** start of MATERIAL TO PROCESS **

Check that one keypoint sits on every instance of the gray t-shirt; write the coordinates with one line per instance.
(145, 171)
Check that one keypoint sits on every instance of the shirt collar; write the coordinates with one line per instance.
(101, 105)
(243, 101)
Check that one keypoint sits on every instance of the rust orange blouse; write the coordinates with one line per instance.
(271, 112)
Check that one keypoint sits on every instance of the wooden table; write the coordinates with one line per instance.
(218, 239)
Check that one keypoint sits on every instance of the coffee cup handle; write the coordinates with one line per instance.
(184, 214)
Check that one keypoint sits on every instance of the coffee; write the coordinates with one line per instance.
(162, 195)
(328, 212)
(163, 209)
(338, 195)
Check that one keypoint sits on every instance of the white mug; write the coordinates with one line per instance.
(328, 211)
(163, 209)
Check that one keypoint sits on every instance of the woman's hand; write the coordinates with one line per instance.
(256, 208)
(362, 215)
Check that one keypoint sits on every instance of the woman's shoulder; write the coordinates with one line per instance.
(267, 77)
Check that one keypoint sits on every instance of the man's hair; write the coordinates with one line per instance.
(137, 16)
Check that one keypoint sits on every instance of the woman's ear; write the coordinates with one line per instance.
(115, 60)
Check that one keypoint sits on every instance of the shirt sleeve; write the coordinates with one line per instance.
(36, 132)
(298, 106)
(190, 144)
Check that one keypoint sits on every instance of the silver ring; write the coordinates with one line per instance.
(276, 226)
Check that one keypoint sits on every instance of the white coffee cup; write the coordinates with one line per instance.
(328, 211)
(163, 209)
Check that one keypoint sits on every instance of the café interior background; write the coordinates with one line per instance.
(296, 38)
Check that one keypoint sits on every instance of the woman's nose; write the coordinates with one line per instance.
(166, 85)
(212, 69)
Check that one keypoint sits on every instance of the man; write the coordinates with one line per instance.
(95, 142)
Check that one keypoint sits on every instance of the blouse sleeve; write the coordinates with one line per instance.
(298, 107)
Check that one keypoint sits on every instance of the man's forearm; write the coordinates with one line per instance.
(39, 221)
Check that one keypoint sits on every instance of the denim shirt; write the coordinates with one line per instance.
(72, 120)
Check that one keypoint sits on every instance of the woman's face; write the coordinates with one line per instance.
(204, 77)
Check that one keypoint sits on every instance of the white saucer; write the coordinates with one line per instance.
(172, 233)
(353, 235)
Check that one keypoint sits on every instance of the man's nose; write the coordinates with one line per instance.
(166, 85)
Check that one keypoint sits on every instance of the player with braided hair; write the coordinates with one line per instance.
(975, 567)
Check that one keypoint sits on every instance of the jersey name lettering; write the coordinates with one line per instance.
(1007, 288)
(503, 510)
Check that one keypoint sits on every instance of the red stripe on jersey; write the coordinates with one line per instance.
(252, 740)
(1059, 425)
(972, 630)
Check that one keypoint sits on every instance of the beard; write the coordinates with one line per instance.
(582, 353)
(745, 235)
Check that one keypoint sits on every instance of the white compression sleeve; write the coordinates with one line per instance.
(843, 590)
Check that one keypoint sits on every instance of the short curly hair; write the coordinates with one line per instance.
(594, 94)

** end of MATERIAL TO PROCESS **

## WHAT THE EXERCISE ASKS
Please format the items as a two-column CSV with the columns "instruction" and "keypoints", one row per item, putting each item's text and its answer in a single quoted field and turning line breaks into spaces. Begin at the line that has "Check that one keypoint sits on every instance of the beard;" and stop after the last item.

## RESPONSE FOR THIS EXERCISE
instruction,keypoints
"Check that one keypoint sits on every instance of the beard; write the coordinates with one line per instance.","(582, 353) (745, 235)"
"Check that one keypoint sits on every instance of the white compression sleeve; write the coordinates with one line per instance.","(843, 590)"
"Check that one keypoint sits on every instance of the short curly hair; write the coordinates with one line per instance.","(594, 94)"